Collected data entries

<<<<

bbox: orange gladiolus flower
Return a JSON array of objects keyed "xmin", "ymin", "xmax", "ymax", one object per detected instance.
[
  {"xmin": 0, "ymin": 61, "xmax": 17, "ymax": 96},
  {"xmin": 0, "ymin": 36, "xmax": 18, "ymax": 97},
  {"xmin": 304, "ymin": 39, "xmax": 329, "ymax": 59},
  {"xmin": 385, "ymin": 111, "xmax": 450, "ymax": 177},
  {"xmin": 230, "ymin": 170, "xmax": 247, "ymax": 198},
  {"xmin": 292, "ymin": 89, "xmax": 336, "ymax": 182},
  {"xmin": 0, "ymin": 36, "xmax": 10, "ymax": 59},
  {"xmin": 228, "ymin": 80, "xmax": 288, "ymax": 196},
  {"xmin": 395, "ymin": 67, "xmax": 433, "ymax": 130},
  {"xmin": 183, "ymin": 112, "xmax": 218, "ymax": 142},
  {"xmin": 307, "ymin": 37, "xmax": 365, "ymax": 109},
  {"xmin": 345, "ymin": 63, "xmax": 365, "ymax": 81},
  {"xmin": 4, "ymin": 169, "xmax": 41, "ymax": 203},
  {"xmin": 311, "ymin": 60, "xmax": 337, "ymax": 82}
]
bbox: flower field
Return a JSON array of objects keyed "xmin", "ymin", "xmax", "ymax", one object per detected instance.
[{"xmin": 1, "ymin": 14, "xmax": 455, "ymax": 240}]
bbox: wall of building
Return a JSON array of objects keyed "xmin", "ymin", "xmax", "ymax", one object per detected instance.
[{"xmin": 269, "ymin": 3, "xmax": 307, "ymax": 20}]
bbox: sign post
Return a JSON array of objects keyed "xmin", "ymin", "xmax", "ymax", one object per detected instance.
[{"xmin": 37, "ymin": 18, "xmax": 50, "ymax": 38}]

>>>>

- [WHAT YOU SHOULD DO] Set down all the data exactly as given.

- [TASK ANSWER]
bbox: orange gladiolus flower
Return a JSON array of objects keyed "xmin", "ymin", "xmax", "ymax", one object per detected instance.
[
  {"xmin": 0, "ymin": 61, "xmax": 17, "ymax": 96},
  {"xmin": 0, "ymin": 36, "xmax": 18, "ymax": 97},
  {"xmin": 304, "ymin": 39, "xmax": 329, "ymax": 59},
  {"xmin": 385, "ymin": 111, "xmax": 450, "ymax": 177},
  {"xmin": 230, "ymin": 170, "xmax": 247, "ymax": 198},
  {"xmin": 292, "ymin": 89, "xmax": 336, "ymax": 182},
  {"xmin": 0, "ymin": 36, "xmax": 10, "ymax": 59},
  {"xmin": 228, "ymin": 80, "xmax": 288, "ymax": 196},
  {"xmin": 395, "ymin": 67, "xmax": 433, "ymax": 130},
  {"xmin": 183, "ymin": 112, "xmax": 218, "ymax": 142},
  {"xmin": 307, "ymin": 37, "xmax": 365, "ymax": 109},
  {"xmin": 345, "ymin": 63, "xmax": 365, "ymax": 81},
  {"xmin": 4, "ymin": 169, "xmax": 41, "ymax": 203},
  {"xmin": 311, "ymin": 60, "xmax": 337, "ymax": 82}
]
bbox: flower field
Return a JSON array of objects keyed "xmin", "ymin", "xmax", "ymax", one object per detected instance.
[{"xmin": 1, "ymin": 14, "xmax": 455, "ymax": 240}]
bbox: wall of building
Return a JSON array of objects keyed "xmin", "ymin", "xmax", "ymax", one object per detected instance.
[{"xmin": 269, "ymin": 3, "xmax": 307, "ymax": 20}]
bbox: sign post
Return a JSON array of objects keyed "xmin", "ymin", "xmax", "ymax", one object per detected instance.
[{"xmin": 37, "ymin": 18, "xmax": 50, "ymax": 38}]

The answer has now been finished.